Prompt — Look through the data below for the line with "query | man in pink shirt", and transcribe it exactly together with each line after it up to and including the line with "query | crossbody bag strap". Give nothing else.

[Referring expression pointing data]
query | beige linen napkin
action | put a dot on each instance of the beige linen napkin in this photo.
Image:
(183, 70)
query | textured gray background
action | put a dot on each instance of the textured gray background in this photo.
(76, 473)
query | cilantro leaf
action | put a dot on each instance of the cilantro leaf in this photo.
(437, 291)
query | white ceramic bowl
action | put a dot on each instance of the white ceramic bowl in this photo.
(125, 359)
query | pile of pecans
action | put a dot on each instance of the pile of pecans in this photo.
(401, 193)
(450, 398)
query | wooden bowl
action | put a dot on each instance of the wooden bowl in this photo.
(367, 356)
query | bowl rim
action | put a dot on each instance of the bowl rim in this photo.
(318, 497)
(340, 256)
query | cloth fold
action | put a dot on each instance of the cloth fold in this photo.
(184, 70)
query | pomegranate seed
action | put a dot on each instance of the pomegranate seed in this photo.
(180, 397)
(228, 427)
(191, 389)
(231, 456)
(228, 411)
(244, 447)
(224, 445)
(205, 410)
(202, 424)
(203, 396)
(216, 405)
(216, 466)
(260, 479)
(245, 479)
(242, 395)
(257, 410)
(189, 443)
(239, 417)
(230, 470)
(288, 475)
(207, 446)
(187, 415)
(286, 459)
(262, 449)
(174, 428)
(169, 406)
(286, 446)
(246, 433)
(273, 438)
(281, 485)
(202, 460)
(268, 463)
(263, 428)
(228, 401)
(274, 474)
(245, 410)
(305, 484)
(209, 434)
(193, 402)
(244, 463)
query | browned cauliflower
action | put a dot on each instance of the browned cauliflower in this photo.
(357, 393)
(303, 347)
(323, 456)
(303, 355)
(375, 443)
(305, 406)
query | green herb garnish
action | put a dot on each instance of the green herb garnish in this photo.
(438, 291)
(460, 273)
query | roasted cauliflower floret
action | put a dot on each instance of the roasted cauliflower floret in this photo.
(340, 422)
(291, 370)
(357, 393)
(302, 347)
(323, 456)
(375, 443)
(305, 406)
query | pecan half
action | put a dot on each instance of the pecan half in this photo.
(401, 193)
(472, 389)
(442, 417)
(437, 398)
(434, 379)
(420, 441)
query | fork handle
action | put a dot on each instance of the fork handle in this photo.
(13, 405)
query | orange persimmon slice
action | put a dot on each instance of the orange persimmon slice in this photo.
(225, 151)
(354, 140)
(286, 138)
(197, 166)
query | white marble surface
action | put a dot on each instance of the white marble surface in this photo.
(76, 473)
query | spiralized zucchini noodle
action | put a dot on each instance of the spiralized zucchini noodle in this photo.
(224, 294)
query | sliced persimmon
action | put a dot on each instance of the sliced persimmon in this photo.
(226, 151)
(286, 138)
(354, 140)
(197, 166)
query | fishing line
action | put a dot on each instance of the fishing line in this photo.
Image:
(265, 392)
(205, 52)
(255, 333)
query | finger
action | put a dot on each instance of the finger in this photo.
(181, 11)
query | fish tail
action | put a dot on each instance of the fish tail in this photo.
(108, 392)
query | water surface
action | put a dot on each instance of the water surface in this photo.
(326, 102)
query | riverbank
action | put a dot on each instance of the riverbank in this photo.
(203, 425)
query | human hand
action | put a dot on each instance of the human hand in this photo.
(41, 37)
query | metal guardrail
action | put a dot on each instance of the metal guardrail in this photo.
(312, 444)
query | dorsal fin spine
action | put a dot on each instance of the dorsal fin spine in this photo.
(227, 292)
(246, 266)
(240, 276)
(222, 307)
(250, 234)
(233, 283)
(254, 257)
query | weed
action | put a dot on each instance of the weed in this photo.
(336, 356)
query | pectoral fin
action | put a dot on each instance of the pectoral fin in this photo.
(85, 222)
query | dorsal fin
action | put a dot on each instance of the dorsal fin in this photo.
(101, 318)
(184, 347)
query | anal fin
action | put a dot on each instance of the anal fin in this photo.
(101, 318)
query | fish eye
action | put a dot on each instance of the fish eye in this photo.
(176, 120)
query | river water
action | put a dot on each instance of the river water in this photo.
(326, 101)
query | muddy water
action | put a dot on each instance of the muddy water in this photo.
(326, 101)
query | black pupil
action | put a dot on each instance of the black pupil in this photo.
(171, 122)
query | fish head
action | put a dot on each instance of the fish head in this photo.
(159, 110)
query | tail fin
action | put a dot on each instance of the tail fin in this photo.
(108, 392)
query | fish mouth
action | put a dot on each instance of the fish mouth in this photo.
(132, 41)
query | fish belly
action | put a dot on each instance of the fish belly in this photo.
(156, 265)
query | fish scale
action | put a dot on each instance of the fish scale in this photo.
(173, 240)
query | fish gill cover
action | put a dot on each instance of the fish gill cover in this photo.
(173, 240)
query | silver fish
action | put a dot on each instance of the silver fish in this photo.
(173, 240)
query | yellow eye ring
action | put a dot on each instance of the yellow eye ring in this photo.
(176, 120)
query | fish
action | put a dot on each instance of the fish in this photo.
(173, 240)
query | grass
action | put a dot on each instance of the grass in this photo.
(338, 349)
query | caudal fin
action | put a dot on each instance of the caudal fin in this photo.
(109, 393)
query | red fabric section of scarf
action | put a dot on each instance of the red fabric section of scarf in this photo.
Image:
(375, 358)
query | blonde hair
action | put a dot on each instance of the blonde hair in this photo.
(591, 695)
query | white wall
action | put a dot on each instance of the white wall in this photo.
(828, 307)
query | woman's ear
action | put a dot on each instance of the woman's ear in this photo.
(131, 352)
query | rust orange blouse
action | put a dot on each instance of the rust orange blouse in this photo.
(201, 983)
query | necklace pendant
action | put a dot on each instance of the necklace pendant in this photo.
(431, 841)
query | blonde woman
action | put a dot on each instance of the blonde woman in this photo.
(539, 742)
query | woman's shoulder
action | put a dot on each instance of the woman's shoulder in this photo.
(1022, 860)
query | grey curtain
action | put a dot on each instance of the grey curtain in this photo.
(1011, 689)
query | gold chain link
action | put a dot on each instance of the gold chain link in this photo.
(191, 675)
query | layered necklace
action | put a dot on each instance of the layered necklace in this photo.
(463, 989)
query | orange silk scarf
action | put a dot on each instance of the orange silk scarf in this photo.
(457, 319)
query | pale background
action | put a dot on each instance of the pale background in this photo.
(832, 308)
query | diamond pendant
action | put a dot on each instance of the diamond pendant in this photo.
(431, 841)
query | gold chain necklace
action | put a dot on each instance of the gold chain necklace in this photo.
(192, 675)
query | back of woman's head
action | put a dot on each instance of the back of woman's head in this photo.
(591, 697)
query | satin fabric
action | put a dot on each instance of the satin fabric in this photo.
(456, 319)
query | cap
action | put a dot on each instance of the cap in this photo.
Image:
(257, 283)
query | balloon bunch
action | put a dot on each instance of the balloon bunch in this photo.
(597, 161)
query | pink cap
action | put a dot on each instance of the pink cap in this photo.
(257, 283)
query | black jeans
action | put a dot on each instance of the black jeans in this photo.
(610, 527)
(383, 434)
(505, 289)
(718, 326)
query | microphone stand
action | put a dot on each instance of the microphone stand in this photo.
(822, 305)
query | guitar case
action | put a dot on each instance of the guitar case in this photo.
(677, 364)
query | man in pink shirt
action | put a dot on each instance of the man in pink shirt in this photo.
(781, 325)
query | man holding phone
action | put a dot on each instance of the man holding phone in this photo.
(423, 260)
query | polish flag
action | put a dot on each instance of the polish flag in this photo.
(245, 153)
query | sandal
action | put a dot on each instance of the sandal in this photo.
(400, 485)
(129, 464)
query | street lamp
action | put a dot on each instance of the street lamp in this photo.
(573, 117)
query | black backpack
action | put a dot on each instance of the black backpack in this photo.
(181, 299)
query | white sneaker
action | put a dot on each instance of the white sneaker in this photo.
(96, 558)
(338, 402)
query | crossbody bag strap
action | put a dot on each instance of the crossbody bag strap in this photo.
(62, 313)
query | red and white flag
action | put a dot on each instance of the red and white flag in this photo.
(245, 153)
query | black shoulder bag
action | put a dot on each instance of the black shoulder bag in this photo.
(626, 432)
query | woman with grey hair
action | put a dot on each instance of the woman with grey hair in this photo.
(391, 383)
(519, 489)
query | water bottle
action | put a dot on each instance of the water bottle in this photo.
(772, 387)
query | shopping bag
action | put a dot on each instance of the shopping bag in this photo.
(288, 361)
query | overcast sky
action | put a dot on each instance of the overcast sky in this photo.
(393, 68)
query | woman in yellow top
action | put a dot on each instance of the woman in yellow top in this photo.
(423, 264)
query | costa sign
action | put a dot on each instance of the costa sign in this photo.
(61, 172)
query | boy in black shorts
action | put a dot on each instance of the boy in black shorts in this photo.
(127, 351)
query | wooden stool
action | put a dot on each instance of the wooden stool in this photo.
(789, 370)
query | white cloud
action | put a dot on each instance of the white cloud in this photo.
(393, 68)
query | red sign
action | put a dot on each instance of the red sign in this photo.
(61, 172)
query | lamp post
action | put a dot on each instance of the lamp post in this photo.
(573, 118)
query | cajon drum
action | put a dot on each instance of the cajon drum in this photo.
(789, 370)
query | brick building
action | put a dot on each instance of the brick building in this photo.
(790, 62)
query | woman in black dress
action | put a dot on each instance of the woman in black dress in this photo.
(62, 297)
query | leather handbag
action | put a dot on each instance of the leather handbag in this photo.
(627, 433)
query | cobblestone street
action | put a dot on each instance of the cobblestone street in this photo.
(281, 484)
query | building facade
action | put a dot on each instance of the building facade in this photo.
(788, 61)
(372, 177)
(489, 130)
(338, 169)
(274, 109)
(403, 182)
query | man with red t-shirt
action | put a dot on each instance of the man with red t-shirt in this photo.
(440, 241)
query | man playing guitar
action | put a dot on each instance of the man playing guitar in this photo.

Task solution —
query | man in pink shirt
action | put a dot on each instance of the man in pink shirt in this photo.
(781, 325)
query | man holding phone
action | put a dot on each instance of the man holding phone in this photo.
(423, 260)
query | polish flag
action | put a dot on each instance of the polish flag in this photo.
(245, 153)
query | sandal
action | put a dot on each instance of the sandal in this photo.
(400, 485)
(129, 464)
query | street lamp
action | put a dot on each instance of the street lamp in this photo.
(573, 117)
query | black backpack
action | put a dot on each instance of the black backpack in this photo.
(181, 299)
query | white sneaker
action | put a dot on each instance of the white sneaker in this photo.
(96, 558)
(338, 402)
query | crossbody bag strap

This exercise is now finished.